--- start of RECORD SET ---

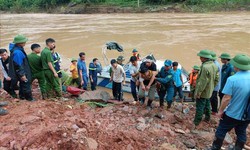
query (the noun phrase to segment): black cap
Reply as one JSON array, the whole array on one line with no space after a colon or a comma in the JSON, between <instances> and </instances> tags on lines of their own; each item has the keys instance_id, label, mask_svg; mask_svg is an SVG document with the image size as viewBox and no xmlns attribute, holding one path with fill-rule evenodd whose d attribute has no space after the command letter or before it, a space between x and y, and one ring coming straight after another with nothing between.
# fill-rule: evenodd
<instances>
[{"instance_id":1,"label":"black cap","mask_svg":"<svg viewBox=\"0 0 250 150\"><path fill-rule=\"evenodd\" d=\"M139 72L140 72L140 73L145 73L145 72L147 72L147 71L148 71L148 68L145 67L145 66L141 66L140 69L139 69Z\"/></svg>"},{"instance_id":2,"label":"black cap","mask_svg":"<svg viewBox=\"0 0 250 150\"><path fill-rule=\"evenodd\" d=\"M117 63L117 61L116 61L115 59L112 59L112 60L110 61L110 63L111 63L111 65L112 65L112 64L114 64L114 63Z\"/></svg>"}]
</instances>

--- end of RECORD SET ---

_EXERCISE DESCRIPTION:_
Put the lines of the records into a numbered list, leaving out any blank lines and leaving out the pictures.

_SOLUTION FOR THIS PROBLEM:_
1. query (the noun phrase to segment): black cap
2. Reply as one JSON array, the whole array on one line with no space after a colon or a comma in the JSON, between <instances> and </instances> tags on lines of their own; each item has the keys instance_id, label, mask_svg; mask_svg is an SVG document with the image size as viewBox and no xmlns attribute, holding one path with fill-rule evenodd whose d attribute has no space after the command letter or before it, a space between x and y, and one ring coming straight after another with nothing between.
3. # fill-rule: evenodd
4. <instances>
5. [{"instance_id":1,"label":"black cap","mask_svg":"<svg viewBox=\"0 0 250 150\"><path fill-rule=\"evenodd\" d=\"M139 72L140 72L140 73L145 73L145 72L147 72L147 71L148 71L148 68L145 67L145 66L141 66L140 69L139 69Z\"/></svg>"},{"instance_id":2,"label":"black cap","mask_svg":"<svg viewBox=\"0 0 250 150\"><path fill-rule=\"evenodd\" d=\"M117 63L117 61L116 61L115 59L112 59L112 60L110 61L110 63L111 63L111 65L112 65L112 64L114 64L114 63Z\"/></svg>"}]
6. </instances>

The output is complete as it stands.